### Exercises
- A) In the workplace passage below, how long did the narrator work in the medical records office?
- B) From the workplace passage below, list every step of the job named in the sentence that begins "My job was."
- C) Please pick up the workplace passage below after its final sentence and continue it.

### Excerpted passage

When I worked in a medical records office, it was the constant knife in my back from co-workers who gave me the okay to do something, like send a bill to a lawyer's office for getting copies of records or send out a subpoena to a doctor's office for their records, only to deny it when something went awry.

My job was to look over the records and then enter what they were into the computer database and enter what was done with them before sending them to the mail room to be mailed out to lawyers mostly. Before I did so, I had to show the records or photos or whatever to the employee handling the case for their instructions. This is where the knife went in, because inevitably they'd blame me if a lawyer refused payment for records even though they'd told me to bill them or tell the supervisor they never told me to call the doctor's office to see if they had records. It got so bad that I started making little notes in the computer, "instructions per 'so-and-so' on such-and-such date" to protect myself, and making the person put their initials under mine on the okayed records cover sheet. This did not make me popular, because I wouldn't be the office toady that took all the knives in the back and kept my mouth shut.

I worked there for six months or so in the early 90s before I'd had enough and quit to try my hand at freelance illustration and design, which I loved and did successfully for many years.
 
I work work in state government. I think it might be all government employees being painted with the broad brush of the "they never do anything and just sit there, earning a salary on the tax payer's back" mentality. I assure you, we work. Next would be people assuming that we are an entitlement program, and if we deny services, it's something personal, and we're not doing our jobs correctly, etc. So I guess being judged by policies you had no part in making.

Prior to my current job, I was in a different position where I was still considered a state employee, but all our policies and the majority of our funding was actually federal. The running joke was, "Yeah, that [policy/rule] could be changed, but it would take an act of congress. Literally."
 
Nothing. I am fortunate to work with a great bunch of guys, I'm paid decently for that I do, and I find the work interesting. We will have stressful customers or situations from time to time but that is simply part of life. I know I'm exceedingly lucky and I am thankful for it every day!

### Given data
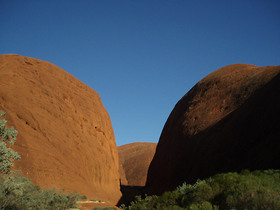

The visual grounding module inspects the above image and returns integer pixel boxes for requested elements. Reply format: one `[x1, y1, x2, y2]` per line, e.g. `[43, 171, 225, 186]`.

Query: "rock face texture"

### Responses to the exercise
- A) Six months or so, in the early 90s.

- B)
- Look over the records
- Enter what they were into the computer database
- Enter what was done with them
- Send them to the mail room to be mailed out, mostly to lawyers

- C)
1. Monitoring a Facebook page and 2. being the buffer between boss and some cantankerous folks who argue and question everything.
 
I'm retired, but loved my job. The hard part was when someone would ask: What is your occupation? The reaction of disdain when I'd reply: I'm an Insurance Underwriter of Automobile, Home, Marine ie

People need insurance, some even want to be insured, but most do not want to pay for it!

And, meetings that were non productive.
 
I work retail. I hate a lot of things about this job now. People, we're dealing with a virus! Please if I tell you I can't take that gabarge, stop yelling at me. If I ask you to take the stuff out of a bag, stop making faces at me. If I tell you that you need to line up over there, stop yelling at me. If I ask you to wait for me to clean off the counter, step back. Give me a chance to clean - I don't want to get sick and I'm sure you don't want to get sick either. Please put your mask on properly too - it should cover your mouth and nose. I can manage to wear one for 8 hours, you can handle it for a little while. I really don't want to bring any germs home to my 95 year old father either.

Please remember most retail workers make minimum wage and have little to no input into store protocols, Stop yelling at us and demanding to see a manager.
 
Seniority.

I will always be middle of the pack. I got in about 3-5 years too late. I will never have Saturday/Sunday off. I will eventually hit Sunday/Monday off but I doubt ever get Friday/Saturday or Saturday/Sunday.

We’re all forced out at age 56 and the people who have 3-5 years on me are around the same age so we’ll leave at the same time.